REQUIRED WORK:
The reply should contain all of the data below, word for word.

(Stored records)

========================================

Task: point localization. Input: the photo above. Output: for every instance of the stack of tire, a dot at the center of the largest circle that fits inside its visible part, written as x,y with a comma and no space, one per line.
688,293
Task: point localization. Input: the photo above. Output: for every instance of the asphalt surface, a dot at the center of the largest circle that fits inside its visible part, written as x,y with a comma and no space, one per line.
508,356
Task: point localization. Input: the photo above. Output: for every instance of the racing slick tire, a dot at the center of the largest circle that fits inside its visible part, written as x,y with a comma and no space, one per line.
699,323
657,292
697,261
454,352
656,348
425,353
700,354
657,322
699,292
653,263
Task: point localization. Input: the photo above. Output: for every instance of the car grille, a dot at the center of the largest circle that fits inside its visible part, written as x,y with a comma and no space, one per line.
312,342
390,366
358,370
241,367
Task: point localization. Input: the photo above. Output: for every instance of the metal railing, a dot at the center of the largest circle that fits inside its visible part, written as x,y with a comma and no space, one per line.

========================================

EXERCISE OUTPUT:
Task: point localization. Input: the photo above. Output: for every instance of the stack of tire, a dot at the center of the largest circle that fits inside its visible part, written as x,y with a comma and no space, one per line.
688,293
Task: point localization. Input: the photo above. Output: for every instance of the asphalt surface, a dot at the center of the largest circle that fits inside its visible part, written as x,y with a comma and no space, one per line.
508,356
Task: point localization. Input: the photo above. Output: for every instance of the racing slick tire, a dot at the center of the largest circle that fits inside its visible part, written as x,y with a comma and no space, one per line.
699,323
657,292
697,261
454,352
656,348
425,353
700,354
657,322
699,292
653,263
Task: point localization. Input: the photo above. Output: for every instance of the car grille, a dot at the center of the largest circle that fits inside its visible part, written as x,y with a comma and no space, one per line.
312,342
390,366
358,370
241,367
Task: point localization. Input: the photo above. Output: for every instance of the metal railing, a dot at the center of the largest circle that fits inside its visible part, written as x,y with a comma and no space, one per line.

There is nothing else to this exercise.